Me Lebeau plaide pour Pierre Dor. Il évoque, pour commencer, l'œuvre du journal « La Région », son attitude dissolvante pendant l'occupation et en profite pour rendre hommage aux journalistes professionnels qui n'hésitèrent pas à déposer la plume plutôt que de la mettre au service de l'ennemi. Cette feuille de chou, dit Me Lebeau, ne vivait que de scandales qu'elle provoquait pour se faire lire. Cet article a ridiculisé père Dor pour qui son défenseur ne trouve que des éloges. C'est un ouvrier qui, par son intelligence, s'est élevé. Sa philosophie est tirée de celle d'Antoine le Guérisseur, son oncle, et il fit beaucoup de bien pendant la guerre. Cet homme procure, à l'aide du fluide, un grand soulagement moral. Il en profite pour acquérir sur l'esprit de ses adeptes une grande et salutaire influence. Père Dor pourrait influencer moralement bien des malades et Me Lebeau, en citant des faits remarquables posés par son client, met l'honnêteté de celui-ci en parallèle avec l'action infamante de « La Région ». Il rappelle entre autres la manifestation de sympathie dont fut l'objet le père Dor lors d'un procès retentissant lui intenté pendant l'occupation.
Il donne lecture de l'article incriminé où l'on cite le père Dor comme un escroc ; il détaille également l'arrêt de la Cour d'appel qui a innocenté son client. Ensuite, il lit le droit de réponse qui cite un article de la « Gazette », signé Alceste et qui l'a vivement frappé. Un second droit de réponse contenant l'arrêt de la Cour d'appel ne fut pas inséré non plus.

Exercice écrit 1
Mettez en forme de liste JSON de chaînes les lignes de la liste comprises entre celle qui contient « Thank you for sharing the picture. Please indicate the crown » et la fin de la liste, bornes incluses, à raison d'une chaîne par ligne et sans les lignes vides. Veuillez omettre les images dans votre réponse.
Le texte n'a aucun rapport avec la liste qui suit.

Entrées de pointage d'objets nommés
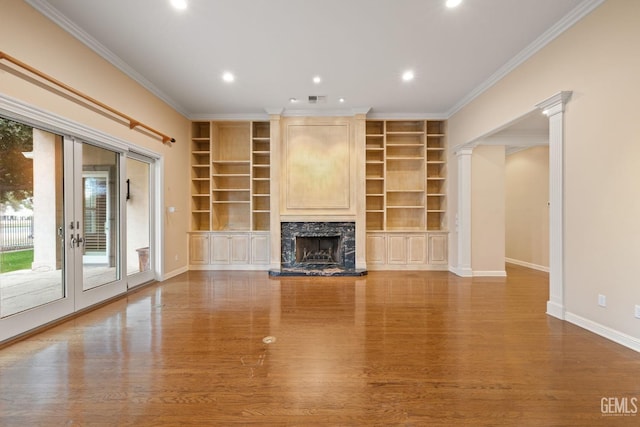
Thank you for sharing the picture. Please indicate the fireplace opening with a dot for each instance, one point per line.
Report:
(318, 250)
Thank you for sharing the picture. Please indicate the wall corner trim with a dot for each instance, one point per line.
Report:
(604, 331)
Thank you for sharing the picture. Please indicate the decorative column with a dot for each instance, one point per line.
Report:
(274, 188)
(360, 120)
(463, 216)
(554, 109)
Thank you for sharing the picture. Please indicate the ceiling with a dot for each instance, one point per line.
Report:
(274, 48)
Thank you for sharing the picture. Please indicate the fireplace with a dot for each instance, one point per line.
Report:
(318, 248)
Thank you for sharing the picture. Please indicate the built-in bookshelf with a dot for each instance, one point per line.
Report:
(260, 175)
(200, 176)
(230, 176)
(405, 175)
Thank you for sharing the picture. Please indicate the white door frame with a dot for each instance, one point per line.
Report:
(553, 107)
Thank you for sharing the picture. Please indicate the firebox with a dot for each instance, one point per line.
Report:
(318, 250)
(323, 248)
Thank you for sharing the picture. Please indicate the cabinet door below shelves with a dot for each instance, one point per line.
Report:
(260, 249)
(199, 249)
(220, 246)
(438, 249)
(397, 249)
(376, 249)
(416, 249)
(229, 249)
(239, 249)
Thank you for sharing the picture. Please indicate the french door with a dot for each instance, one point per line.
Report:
(93, 226)
(68, 196)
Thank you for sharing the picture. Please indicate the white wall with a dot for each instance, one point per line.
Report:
(527, 209)
(487, 210)
(596, 59)
(36, 41)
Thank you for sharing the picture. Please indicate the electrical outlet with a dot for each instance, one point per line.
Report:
(602, 300)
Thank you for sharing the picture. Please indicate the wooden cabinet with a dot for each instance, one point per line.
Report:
(407, 251)
(406, 194)
(438, 249)
(229, 251)
(200, 150)
(230, 176)
(405, 175)
(199, 249)
(260, 249)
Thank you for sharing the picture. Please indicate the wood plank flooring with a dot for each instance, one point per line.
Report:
(391, 348)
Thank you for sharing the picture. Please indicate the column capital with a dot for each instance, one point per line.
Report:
(464, 150)
(555, 104)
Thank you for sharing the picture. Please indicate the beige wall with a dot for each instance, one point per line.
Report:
(487, 210)
(34, 40)
(527, 209)
(596, 59)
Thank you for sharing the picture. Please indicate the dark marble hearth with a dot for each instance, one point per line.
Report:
(331, 247)
(332, 271)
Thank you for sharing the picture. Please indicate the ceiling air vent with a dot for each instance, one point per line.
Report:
(317, 99)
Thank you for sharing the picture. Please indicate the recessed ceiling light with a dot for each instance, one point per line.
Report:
(407, 75)
(179, 4)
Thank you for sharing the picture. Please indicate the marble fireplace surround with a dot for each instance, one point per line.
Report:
(344, 261)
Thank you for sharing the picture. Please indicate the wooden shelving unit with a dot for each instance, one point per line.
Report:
(230, 176)
(200, 175)
(405, 175)
(436, 175)
(260, 176)
(375, 161)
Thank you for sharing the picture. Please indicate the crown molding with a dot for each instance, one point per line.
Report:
(408, 116)
(250, 117)
(338, 112)
(59, 19)
(547, 37)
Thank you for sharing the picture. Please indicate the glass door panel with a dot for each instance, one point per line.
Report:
(100, 230)
(32, 253)
(139, 200)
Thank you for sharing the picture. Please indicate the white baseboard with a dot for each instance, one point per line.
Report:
(489, 273)
(555, 310)
(604, 331)
(462, 272)
(174, 273)
(404, 267)
(527, 264)
(230, 267)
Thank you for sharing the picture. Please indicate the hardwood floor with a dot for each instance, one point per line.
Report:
(391, 348)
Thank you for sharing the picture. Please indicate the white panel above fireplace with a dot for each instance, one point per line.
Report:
(318, 167)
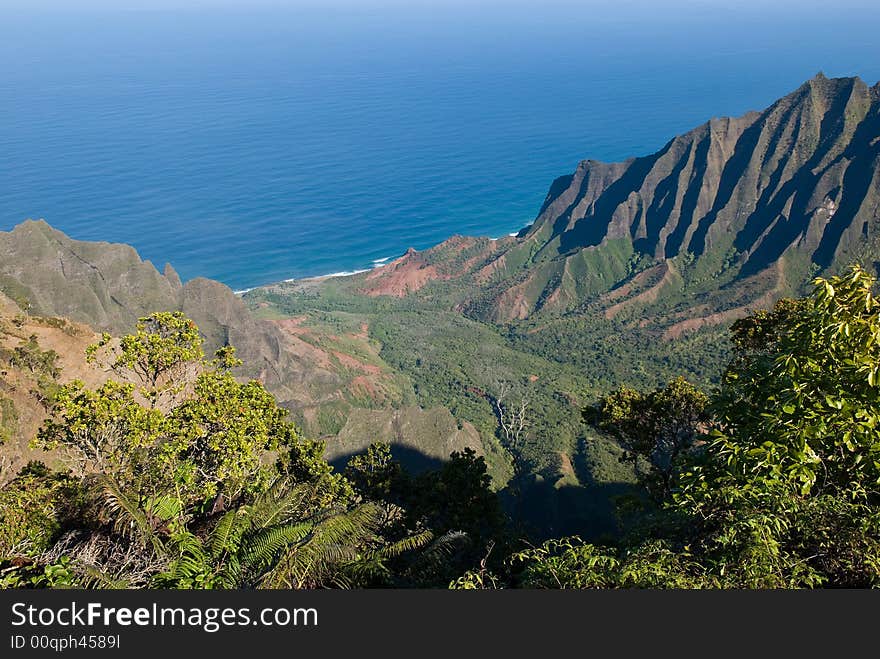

Exercice écrit 2
Reprenez mot pour mot l'intégralité du texte fourni.

Réponse finale 1
[
  "Thank you for sharing the picture. Please indicate the crown molding with a dot for each instance, one point per line.",
  "Report:",
  "(408, 116)",
  "(250, 117)",
  "(338, 112)",
  "(59, 19)",
  "(547, 37)",
  "Thank you for sharing the picture. Please indicate the glass door panel with a dot for each instance, one point per line.",
  "Report:",
  "(100, 230)",
  "(32, 253)",
  "(139, 200)",
  "Thank you for sharing the picture. Please indicate the white baseboard with a dot for each instance, one point per line.",
  "Report:",
  "(489, 273)",
  "(555, 310)",
  "(604, 331)",
  "(462, 272)",
  "(174, 273)",
  "(404, 267)",
  "(527, 264)",
  "(230, 267)",
  "Thank you for sharing the picture. Please indicate the hardwood floor with a dot for each instance, one point per line.",
  "Report:",
  "(391, 348)",
  "Thank you for sharing the picture. Please indicate the white panel above fireplace with a dot for each instance, one point per line.",
  "Report:",
  "(318, 167)"
]

Réponse finale 2
Me Lebeau plaide pour Pierre Dor. Il évoque, pour commencer, l'œuvre du journal « La Région », son attitude dissolvante pendant l'occupation et en profite pour rendre hommage aux journalistes professionnels qui n'hésitèrent pas à déposer la plume plutôt que de la mettre au service de l'ennemi. Cette feuille de chou, dit Me Lebeau, ne vivait que de scandales qu'elle provoquait pour se faire lire. Cet article a ridiculisé père Dor pour qui son défenseur ne trouve que des éloges. C'est un ouvrier qui, par son intelligence, s'est élevé. Sa philosophie est tirée de celle d'Antoine le Guérisseur, son oncle, et il fit beaucoup de bien pendant la guerre. Cet homme procure, à l'aide du fluide, un grand soulagement moral. Il en profite pour acquérir sur l'esprit de ses adeptes une grande et salutaire influence. Père Dor pourrait influencer moralement bien des malades et Me Lebeau, en citant des faits remarquables posés par son client, met l'honnêteté de celui-ci en parallèle avec l'action infamante de « La Région ». Il rappelle entre autres la manifestation de sympathie dont fut l'objet le père Dor lors d'un procès retentissant lui intenté pendant l'occupation.
Il donne lecture de l'article incriminé où l'on cite le père Dor comme un escroc ; il détaille également l'arrêt de la Cour d'appel qui a innocenté son client. Ensuite, il lit le droit de réponse qui cite un article de la « Gazette », signé Alceste et qui l'a vivement frappé. Un second droit de réponse contenant l'arrêt de la Cour d'appel ne fut pas inséré non plus.